TRAVAIL À FAIRE –
A) Répondez aux questions suivantes d'après l'article sur le hijab.
(i) Quel jour la Haute Cour du Karnataka a-t-elle rendu sa décision ?
(ii) Dans quelle ville la polémique avait-elle débuté ?
(iii) Avec quoi le BJP avait-il fait le parallèle pour défendre ses positions ?
B) Recopiez le passage de l'article sur le hijab qui commence par « La polémique avait » et se poursuit jusqu'à « hindous et musulmans. », en remplaçant « polémique » par « controverse ».

Une cour de justice indienne valide l’interdiction du port du hijab à l’école

La décision prise dans l’Etat du Karnataka intervient alors que la situation des musulmans en Inde, la plus forte minorité religieuse du pays, ne cesse de se dégrader

Le Monde – L’affaire a pris plus de temps qu’à l’accoutumée. Après onze jours d’audience et plusieurs semaines de délibération, la Haute Cour du Karnataka a rendu, mardi 15 mars, sa décision sur le port du hijab à l’école, et il est peu probable que celle-ci apaise le climat. Saisi par des jeunes filles musulmanes de cet Etat du sud de l’Inde qui contestaient la décision brutale de leur établissement scolaire de leur interdire le port du foulard et l’accès au cours, le tribunal a rejeté leur demande. Les magistrats ont estimé que le hijab ne constitue pas « une pratique religieuse essentielle dans la foi islamique ». Les requérantes ont dénoncé « l’injustice » de la décision et décidé de saisir la Cour suprême, la plus haute juridiction du pays.

L’arrêt consolide la décision du gouvernement du Karnataka, qui avait autorisé, le 5 février, les collèges et les lycées à interdire le hijab « dans l’intérêt de l’ordre public, de l’unité et de l’intégrité du pays ». A l’appui de leur interdiction, les établissements scolaires avaient fait état d’un règlement scolaire imposant un code vestimentaire aux élèves, ce que les familles musulmanes avaient contesté. Les juges, au contraire, assurent que le règlement a pour objectif de « créer un environnement sûr, (…) où les idéaux d’égalitarisme doivent être facilement perceptibles par tous les élèves ».

 

La polémique avait débuté à Udupi, fin 2021, puis avait gagné d’autres districts du Karnataka. Le parti au pouvoir en Inde, le Bharatiya Janata Party (BJP), et les militants du Rashtriya Swayamsevak Sangh (RSS), une organisation ultranationaliste très présente dans la région, avaient soutenu l’interdiction et attisé les tensions, en espérant en tirer les dividendes électoraux au moment où cinq Etats indiens, dont l’Uttar Pradesh, le plus important, étaient appelés aux urnes pour renouveler leur assemblée régionale. Des manifestations et contre-manifestations avaient opposé, durant des semaines, hindous et musulmans.

Pour défendre ses positions, le BJP avait fait le parallèle avec la laïcité française et l’interdiction en France du voile à l’école. Mais le sécularisme indien est fort différent de la laïcité française. Dans le premier cas, il s’agit de faire vivre les religions ensemble, dans le second de privilégier la neutralité de l’espace public. Depuis l’arrivée au pouvoir de Narendra Modi, l’imbrication du religieux et du pouvoir politique s’est accentuée. Le premier ministre indien se livre régulièrement à des rituels et cérémonies hindous. L’Inde est un pays de moins en moins laïque.

DONNÉES FOURNIES –

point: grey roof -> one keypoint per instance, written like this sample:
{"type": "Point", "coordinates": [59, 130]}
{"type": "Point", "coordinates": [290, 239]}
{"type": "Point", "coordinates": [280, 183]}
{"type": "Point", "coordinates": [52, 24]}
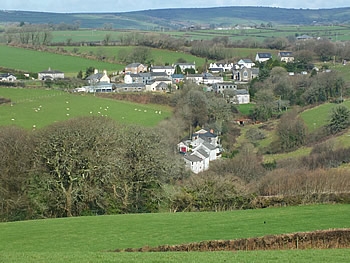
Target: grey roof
{"type": "Point", "coordinates": [177, 76]}
{"type": "Point", "coordinates": [49, 71]}
{"type": "Point", "coordinates": [95, 76]}
{"type": "Point", "coordinates": [255, 71]}
{"type": "Point", "coordinates": [209, 146]}
{"type": "Point", "coordinates": [5, 75]}
{"type": "Point", "coordinates": [264, 55]}
{"type": "Point", "coordinates": [202, 152]}
{"type": "Point", "coordinates": [162, 67]}
{"type": "Point", "coordinates": [193, 158]}
{"type": "Point", "coordinates": [133, 65]}
{"type": "Point", "coordinates": [130, 85]}
{"type": "Point", "coordinates": [241, 92]}
{"type": "Point", "coordinates": [158, 74]}
{"type": "Point", "coordinates": [286, 54]}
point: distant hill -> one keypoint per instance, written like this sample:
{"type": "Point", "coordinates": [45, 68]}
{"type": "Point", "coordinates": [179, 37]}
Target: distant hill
{"type": "Point", "coordinates": [185, 17]}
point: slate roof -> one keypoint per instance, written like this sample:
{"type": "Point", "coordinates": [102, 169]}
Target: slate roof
{"type": "Point", "coordinates": [286, 54]}
{"type": "Point", "coordinates": [264, 55]}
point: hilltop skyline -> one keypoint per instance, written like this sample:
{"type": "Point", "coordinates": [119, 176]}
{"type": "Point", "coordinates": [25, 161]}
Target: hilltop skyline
{"type": "Point", "coordinates": [77, 6]}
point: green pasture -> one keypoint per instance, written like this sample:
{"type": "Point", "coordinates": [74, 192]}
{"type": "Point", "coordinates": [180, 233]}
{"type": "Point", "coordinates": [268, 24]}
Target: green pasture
{"type": "Point", "coordinates": [86, 35]}
{"type": "Point", "coordinates": [158, 56]}
{"type": "Point", "coordinates": [36, 108]}
{"type": "Point", "coordinates": [90, 239]}
{"type": "Point", "coordinates": [36, 61]}
{"type": "Point", "coordinates": [317, 117]}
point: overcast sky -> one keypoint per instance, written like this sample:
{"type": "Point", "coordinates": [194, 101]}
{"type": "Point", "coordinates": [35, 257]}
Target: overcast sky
{"type": "Point", "coordinates": [73, 6]}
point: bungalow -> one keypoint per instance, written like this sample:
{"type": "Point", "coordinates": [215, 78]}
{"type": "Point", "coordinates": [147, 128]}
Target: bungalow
{"type": "Point", "coordinates": [184, 66]}
{"type": "Point", "coordinates": [194, 78]}
{"type": "Point", "coordinates": [7, 77]}
{"type": "Point", "coordinates": [98, 77]}
{"type": "Point", "coordinates": [169, 70]}
{"type": "Point", "coordinates": [130, 87]}
{"type": "Point", "coordinates": [286, 56]}
{"type": "Point", "coordinates": [262, 57]}
{"type": "Point", "coordinates": [177, 78]}
{"type": "Point", "coordinates": [97, 88]}
{"type": "Point", "coordinates": [135, 68]}
{"type": "Point", "coordinates": [209, 79]}
{"type": "Point", "coordinates": [218, 67]}
{"type": "Point", "coordinates": [50, 74]}
{"type": "Point", "coordinates": [159, 85]}
{"type": "Point", "coordinates": [145, 77]}
{"type": "Point", "coordinates": [245, 74]}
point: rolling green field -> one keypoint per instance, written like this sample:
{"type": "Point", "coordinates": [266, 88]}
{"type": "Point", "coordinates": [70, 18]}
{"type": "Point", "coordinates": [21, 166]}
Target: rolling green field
{"type": "Point", "coordinates": [38, 108]}
{"type": "Point", "coordinates": [158, 56]}
{"type": "Point", "coordinates": [89, 239]}
{"type": "Point", "coordinates": [317, 117]}
{"type": "Point", "coordinates": [36, 61]}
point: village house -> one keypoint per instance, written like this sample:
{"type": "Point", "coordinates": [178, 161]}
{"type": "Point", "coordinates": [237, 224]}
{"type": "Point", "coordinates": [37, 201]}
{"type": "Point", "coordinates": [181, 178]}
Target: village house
{"type": "Point", "coordinates": [169, 70]}
{"type": "Point", "coordinates": [177, 78]}
{"type": "Point", "coordinates": [245, 74]}
{"type": "Point", "coordinates": [50, 74]}
{"type": "Point", "coordinates": [184, 66]}
{"type": "Point", "coordinates": [263, 57]}
{"type": "Point", "coordinates": [194, 78]}
{"type": "Point", "coordinates": [98, 77]}
{"type": "Point", "coordinates": [97, 88]}
{"type": "Point", "coordinates": [221, 87]}
{"type": "Point", "coordinates": [241, 96]}
{"type": "Point", "coordinates": [245, 63]}
{"type": "Point", "coordinates": [159, 85]}
{"type": "Point", "coordinates": [202, 148]}
{"type": "Point", "coordinates": [130, 87]}
{"type": "Point", "coordinates": [218, 67]}
{"type": "Point", "coordinates": [210, 79]}
{"type": "Point", "coordinates": [7, 77]}
{"type": "Point", "coordinates": [286, 56]}
{"type": "Point", "coordinates": [145, 77]}
{"type": "Point", "coordinates": [135, 68]}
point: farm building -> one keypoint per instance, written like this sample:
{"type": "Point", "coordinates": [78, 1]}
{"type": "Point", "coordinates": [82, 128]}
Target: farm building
{"type": "Point", "coordinates": [50, 74]}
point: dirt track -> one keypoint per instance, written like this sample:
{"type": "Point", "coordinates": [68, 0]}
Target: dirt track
{"type": "Point", "coordinates": [337, 238]}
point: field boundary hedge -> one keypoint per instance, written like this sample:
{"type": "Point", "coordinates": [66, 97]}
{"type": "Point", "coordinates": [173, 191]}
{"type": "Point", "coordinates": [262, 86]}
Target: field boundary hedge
{"type": "Point", "coordinates": [322, 239]}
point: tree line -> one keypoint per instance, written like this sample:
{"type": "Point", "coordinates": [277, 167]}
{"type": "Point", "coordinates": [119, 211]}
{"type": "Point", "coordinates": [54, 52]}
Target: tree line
{"type": "Point", "coordinates": [93, 166]}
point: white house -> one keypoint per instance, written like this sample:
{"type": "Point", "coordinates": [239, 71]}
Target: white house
{"type": "Point", "coordinates": [135, 68]}
{"type": "Point", "coordinates": [194, 163]}
{"type": "Point", "coordinates": [286, 56]}
{"type": "Point", "coordinates": [200, 150]}
{"type": "Point", "coordinates": [195, 78]}
{"type": "Point", "coordinates": [220, 87]}
{"type": "Point", "coordinates": [217, 67]}
{"type": "Point", "coordinates": [184, 66]}
{"type": "Point", "coordinates": [50, 74]}
{"type": "Point", "coordinates": [247, 63]}
{"type": "Point", "coordinates": [98, 77]}
{"type": "Point", "coordinates": [263, 56]}
{"type": "Point", "coordinates": [169, 70]}
{"type": "Point", "coordinates": [241, 97]}
{"type": "Point", "coordinates": [7, 77]}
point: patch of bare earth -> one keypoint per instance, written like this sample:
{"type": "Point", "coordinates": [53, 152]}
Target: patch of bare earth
{"type": "Point", "coordinates": [324, 239]}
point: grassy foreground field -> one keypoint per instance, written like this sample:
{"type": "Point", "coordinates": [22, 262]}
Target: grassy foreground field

CORRIGÉS DÉTAILLÉS –
A)
(i) Le mardi 15 mars.
(ii) À Udupi, fin 2021.
(iii) Avec la laïcité française et l'interdiction en France du voile à l'école.

B)
La controverse avait débuté à Udupi, fin 2021, puis avait gagné d’autres districts du Karnataka. Le parti au pouvoir en Inde, le Bharatiya Janata Party (BJP), et les militants du Rashtriya Swayamsevak Sangh (RSS), une organisation ultranationaliste très présente dans la région, avaient soutenu l’interdiction et attisé les tensions, en espérant en tirer les dividendes électoraux au moment où cinq Etats indiens, dont l’Uttar Pradesh, le plus important, étaient appelés aux urnes pour renouveler leur assemblée régionale. Des manifestations et contre-manifestations avaient opposé, durant des semaines, hindous et musulmans.